> **TEKSTFRAGMENT**:

- - - -

Bij de Platen.
De H. Blasius. -
Op den 3en Februari viert de H. Kerk de gedachtenis van den H. Blasius, bisschop van Sebaste in Armenië, in het jaar 316 als martelaar voor het geloof gestorven.
Tijdens de Christenvervolging onder keizer Licinius, wiens bevelen de stadhouder Agricola te Sebaste met bloeddorstige woede uitvoerde, verliet Blasius de stad en begaf zich naar den berg Angaeus, waar hem een rotsspleet tot schuilplaats diende. Daar werden de wilde dieren zoo vertrouwelijk met hem, dat zij uit zijn hand kwamen eten. Maar hij werd ontdekt, in de gevangenis geworpen en den volgenden dag voor de rechters gebracht. De heidensche stadhouder trachtte hem in het begin door vleierij en lofspraak tot afval te verleiden. Maar daar de heilige bisschop standvastig in de belijdenis van Christus volhardde, de afgoden duivels noemde en er bijvoegde, dat hun aanbidders het eeuwige vuur niet zouden ontgaan, liet Agricola hem met roeden geeselen en naar de gevangenis terugbrengen.
Toen hij voor de tweede maal in verhoor werd genomen, bedreigde de stadhouder hem met een smartelijken dood, indien hij niet aan de goden offerde. De bisschop antwoordde: ‘Weg met de afgoden, die niet de scheppers van hemel en aarde zijn. De kwellingen, waarmee gij mij bedreigt, zullen mij in het eeuwig leven brengen.’ Op deze moedige verklaring liet de tiran den belijder aan een paal ophangen en het lichaam met ijzeren kammen verscheuren. Blasius verdroeg die pijniging met blijden moed en werd, toen men alle pogingen ijdel zag, naar de gevangenis teruggevoerd.

- - - -

> **AANGELEVERDE GEGEVENS**:

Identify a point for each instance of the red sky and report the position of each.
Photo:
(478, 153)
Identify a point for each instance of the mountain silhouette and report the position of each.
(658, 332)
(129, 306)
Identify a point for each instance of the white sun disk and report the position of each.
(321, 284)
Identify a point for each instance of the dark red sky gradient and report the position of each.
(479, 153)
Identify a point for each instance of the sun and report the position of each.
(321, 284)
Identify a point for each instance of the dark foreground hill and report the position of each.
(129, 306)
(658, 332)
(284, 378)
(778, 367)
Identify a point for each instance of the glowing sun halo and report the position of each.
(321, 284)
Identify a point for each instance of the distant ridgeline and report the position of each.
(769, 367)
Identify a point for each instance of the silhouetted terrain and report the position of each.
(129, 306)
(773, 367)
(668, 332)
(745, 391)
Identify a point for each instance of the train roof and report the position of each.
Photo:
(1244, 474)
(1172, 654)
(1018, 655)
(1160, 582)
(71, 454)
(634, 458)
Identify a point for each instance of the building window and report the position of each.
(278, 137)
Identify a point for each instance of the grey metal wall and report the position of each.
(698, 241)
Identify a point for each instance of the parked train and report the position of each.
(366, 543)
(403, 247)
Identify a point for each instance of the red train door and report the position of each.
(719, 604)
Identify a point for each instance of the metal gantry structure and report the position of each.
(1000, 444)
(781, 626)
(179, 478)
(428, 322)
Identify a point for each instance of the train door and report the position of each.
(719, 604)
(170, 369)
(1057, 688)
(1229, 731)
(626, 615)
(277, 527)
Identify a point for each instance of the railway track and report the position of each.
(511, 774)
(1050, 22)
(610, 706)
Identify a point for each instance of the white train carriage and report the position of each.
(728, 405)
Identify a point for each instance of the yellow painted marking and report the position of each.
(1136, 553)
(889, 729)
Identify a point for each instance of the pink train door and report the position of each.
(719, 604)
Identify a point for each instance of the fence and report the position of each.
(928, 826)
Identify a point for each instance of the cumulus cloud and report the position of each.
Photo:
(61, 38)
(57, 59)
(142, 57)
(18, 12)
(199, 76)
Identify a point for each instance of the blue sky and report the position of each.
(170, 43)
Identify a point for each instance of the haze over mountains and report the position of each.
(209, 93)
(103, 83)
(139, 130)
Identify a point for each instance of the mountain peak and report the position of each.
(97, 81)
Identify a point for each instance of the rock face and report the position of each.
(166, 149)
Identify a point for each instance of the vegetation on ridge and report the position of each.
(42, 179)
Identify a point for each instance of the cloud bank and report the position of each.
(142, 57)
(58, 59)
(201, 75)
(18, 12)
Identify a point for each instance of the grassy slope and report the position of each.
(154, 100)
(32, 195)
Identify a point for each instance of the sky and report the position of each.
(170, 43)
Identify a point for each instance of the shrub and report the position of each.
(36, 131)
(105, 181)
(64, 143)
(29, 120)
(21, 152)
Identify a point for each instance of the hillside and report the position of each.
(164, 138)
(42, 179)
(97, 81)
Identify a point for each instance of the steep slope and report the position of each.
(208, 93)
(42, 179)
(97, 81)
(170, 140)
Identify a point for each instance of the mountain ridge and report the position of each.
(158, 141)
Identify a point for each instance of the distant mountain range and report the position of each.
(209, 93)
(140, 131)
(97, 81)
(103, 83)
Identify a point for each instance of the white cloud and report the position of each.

- - - -

> **OPDRACHTEN**:
A – Geef aan in welk jaar Blasius volgens de tekst over Blasius als martelaar stierf.
B – Herschrijf de alinea die begint met "Toen hij voor de tweede maal" uit de tekst over Blasius beknopter, zonder de belangrijkste feiten weg te laten.
C – Schrijf het volgende stuk van de tekst over Blasius, aansluitend op de laatste zin.
De items spelen hierbij geen enkele rol.

> **ANTWOORDEN**:
A – In het jaar 316.

B – Bij het tweede verhoor dreigde de stadhouder Blasius met een pijnlijke dood als hij niet aan de goden offerde. De bisschop weigerde: de afgoden waren niet de scheppers van hemel en aarde, en de kwellingen zouden hem het eeuwige leven brengen. Daarop liet de tiran hem aan een paal ophangen en zijn lichaam met ijzeren kammen verscheuren. Blasius verdroeg dit blijmoedig en werd, omdat alle pogingen vergeefs bleken, naar de gevangenis teruggebracht.

C –
Na eenigen tijd werd de bisschop voor de derde maal voor den stadhouder geleid, en daar hij ook nu weigerde de afgoden te aanbidden, dreigde de stadhouder hem in de zee te zullen werpen. En zie, toen deze bedreiging werd ten uitvoer gebracht, maakte Blasius een kruisteeken en bleef op het water, of het vaste grond ware, staan. Toen sprak Agricola het vonnis der onthoofding uit over den bisschop en twee zonen eener christen moeder, die reeds onthoofd was. Vergezeld van de twee onschuldige knapen, ging de heilige biddend naar de plaats der terechtstelling en ontving met hen blijde den doodelijken slag.
De H. Blasius wordt nog heden ten dage als patroon tegen gevaarlijke halskwalen aangeroepen, omdat hij den eenigen zoon eener rijke weduwe, wien een vischgraat in de keel was blijven steken, door zijn gebed het leven redde. Dit treffend wonder geeft de fraaie gravure in dit nummer op aangrijpende wijze weer.